▶

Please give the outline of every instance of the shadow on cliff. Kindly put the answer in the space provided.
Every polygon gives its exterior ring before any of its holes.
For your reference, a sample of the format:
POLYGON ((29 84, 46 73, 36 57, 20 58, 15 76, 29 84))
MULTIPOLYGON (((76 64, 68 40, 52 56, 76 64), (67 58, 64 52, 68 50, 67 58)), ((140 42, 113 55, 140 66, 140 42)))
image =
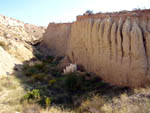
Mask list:
POLYGON ((109 100, 122 93, 131 93, 127 87, 112 86, 86 72, 64 75, 59 67, 63 57, 44 56, 37 51, 33 53, 35 58, 15 67, 16 70, 22 67, 23 73, 16 76, 28 92, 23 101, 38 103, 43 107, 54 105, 75 109, 93 95, 101 95, 109 100))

◀

→ **Exercise details**
Copy out all of the material above word for word, leaving out the picture.

→ **Task response**
Please give the outline of every instance of the shadow on cliff. Kindly put the answer in the space provided.
Every polygon gives its exterior ring before any of its holes.
For your reference, a sample of the format:
POLYGON ((29 84, 46 73, 36 57, 20 58, 15 76, 29 84))
MULTIPOLYGON (((76 64, 68 40, 52 56, 76 64), (67 58, 64 52, 68 50, 67 58)), ((140 42, 113 55, 140 66, 140 42)))
image =
Mask list:
POLYGON ((109 100, 122 93, 131 93, 127 87, 112 86, 86 72, 64 75, 59 67, 63 57, 44 56, 37 51, 33 53, 35 58, 15 67, 16 70, 22 67, 23 73, 16 76, 28 92, 23 101, 38 103, 43 107, 54 105, 75 109, 93 95, 101 95, 109 100))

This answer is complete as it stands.